## About this exercise
Write the entries out again exactly; any picture among them gets left out.

## Data records

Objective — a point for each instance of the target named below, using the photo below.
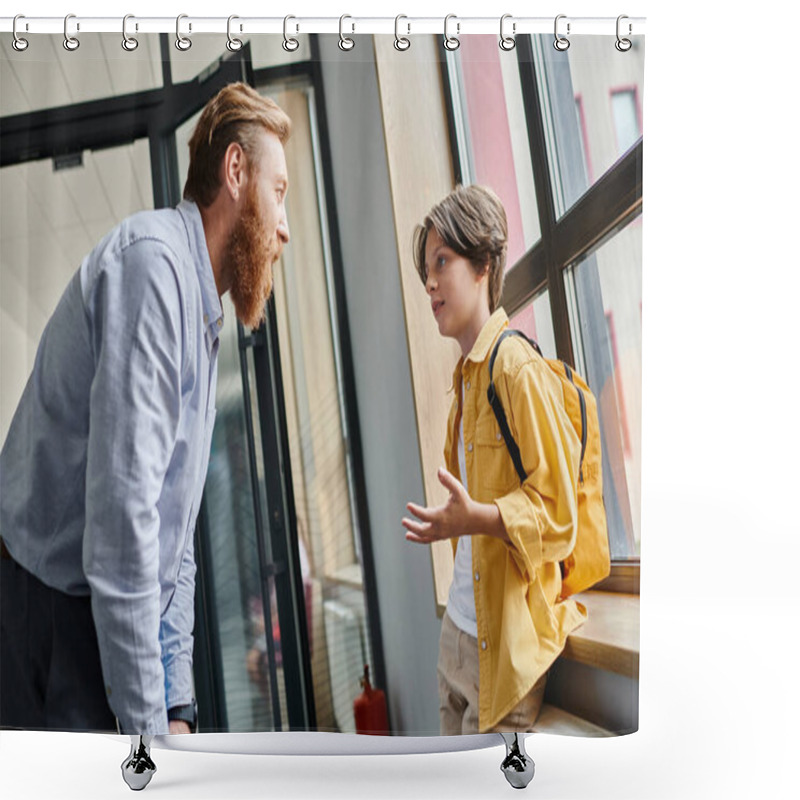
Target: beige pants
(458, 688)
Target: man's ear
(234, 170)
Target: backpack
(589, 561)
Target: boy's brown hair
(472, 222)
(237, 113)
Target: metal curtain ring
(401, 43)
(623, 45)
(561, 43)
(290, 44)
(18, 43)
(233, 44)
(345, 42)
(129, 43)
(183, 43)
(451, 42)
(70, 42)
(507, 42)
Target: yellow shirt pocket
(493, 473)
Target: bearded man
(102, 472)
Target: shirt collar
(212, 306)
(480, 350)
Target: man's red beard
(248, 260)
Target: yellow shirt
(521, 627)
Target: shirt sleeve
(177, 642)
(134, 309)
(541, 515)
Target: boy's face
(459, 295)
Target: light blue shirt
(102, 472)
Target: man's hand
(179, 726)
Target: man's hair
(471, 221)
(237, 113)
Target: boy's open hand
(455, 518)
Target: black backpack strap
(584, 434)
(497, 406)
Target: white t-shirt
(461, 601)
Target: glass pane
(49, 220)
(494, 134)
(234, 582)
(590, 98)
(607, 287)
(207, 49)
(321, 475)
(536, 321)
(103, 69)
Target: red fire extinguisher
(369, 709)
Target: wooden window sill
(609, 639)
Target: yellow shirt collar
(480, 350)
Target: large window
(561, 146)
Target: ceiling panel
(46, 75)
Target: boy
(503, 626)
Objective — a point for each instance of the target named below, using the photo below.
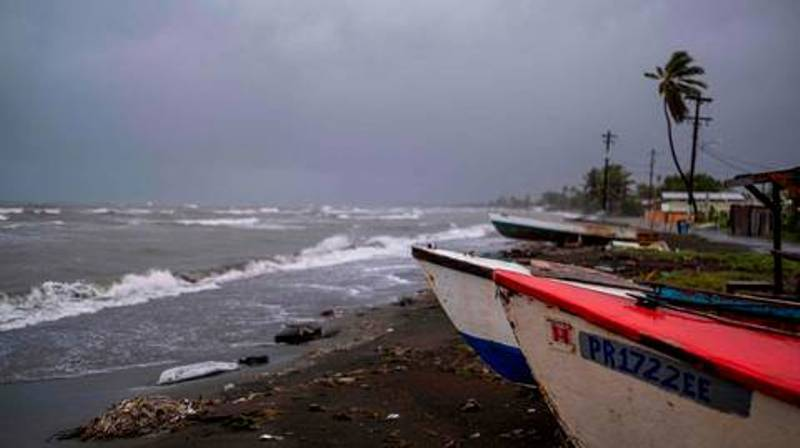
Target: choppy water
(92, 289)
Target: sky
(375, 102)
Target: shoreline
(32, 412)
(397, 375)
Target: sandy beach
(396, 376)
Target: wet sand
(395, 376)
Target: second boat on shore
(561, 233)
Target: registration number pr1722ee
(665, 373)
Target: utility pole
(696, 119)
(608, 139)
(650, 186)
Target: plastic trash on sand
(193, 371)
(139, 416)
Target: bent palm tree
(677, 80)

## Response area
Objective — a point for each instance of the target named below, using the photo below.
Target: beige pants
(458, 688)
Target: man's ear
(234, 170)
Target: backpack
(589, 561)
Target: boy's brown hair
(472, 222)
(237, 113)
Target: metal curtain ring
(401, 43)
(623, 45)
(561, 43)
(290, 44)
(18, 43)
(233, 44)
(345, 42)
(129, 43)
(183, 43)
(451, 42)
(70, 42)
(507, 42)
Target: yellow shirt pocket
(493, 473)
Target: bearded man
(102, 472)
Target: shirt collar
(212, 306)
(480, 350)
Target: man's red beard
(248, 260)
Target: yellow shirt
(521, 627)
Target: shirt sleeve
(177, 642)
(134, 309)
(541, 515)
Target: boy's face
(459, 295)
Target: light blue shirt
(102, 472)
Target: man's hand
(179, 726)
Target: man's hair
(471, 221)
(237, 113)
Target: boy's open hand
(455, 518)
Target: black backpack strap
(584, 434)
(497, 406)
Target: white t-shirt
(461, 601)
Target: glass pane
(49, 220)
(494, 134)
(234, 582)
(590, 98)
(607, 287)
(207, 49)
(321, 475)
(536, 321)
(103, 69)
Target: red fire extinguisher
(369, 709)
Target: wooden window sill
(609, 639)
Target: yellow shirt collar
(480, 350)
Target: large window
(561, 146)
Target: ceiling panel
(46, 75)
Target: boy
(503, 626)
Objective — a point for each instance of the target named below, using the photo below.
Target: choppy water
(92, 289)
Target: sky
(375, 102)
Target: shoreline
(32, 412)
(397, 375)
Target: sandy beach
(396, 376)
Target: wet sand
(395, 376)
Target: second boat on shore
(561, 233)
Target: registration number pr1722ee
(665, 373)
Target: utility pole
(696, 119)
(608, 139)
(650, 186)
Target: plastic trash on sand
(193, 371)
(139, 416)
Target: bent palm tree
(677, 80)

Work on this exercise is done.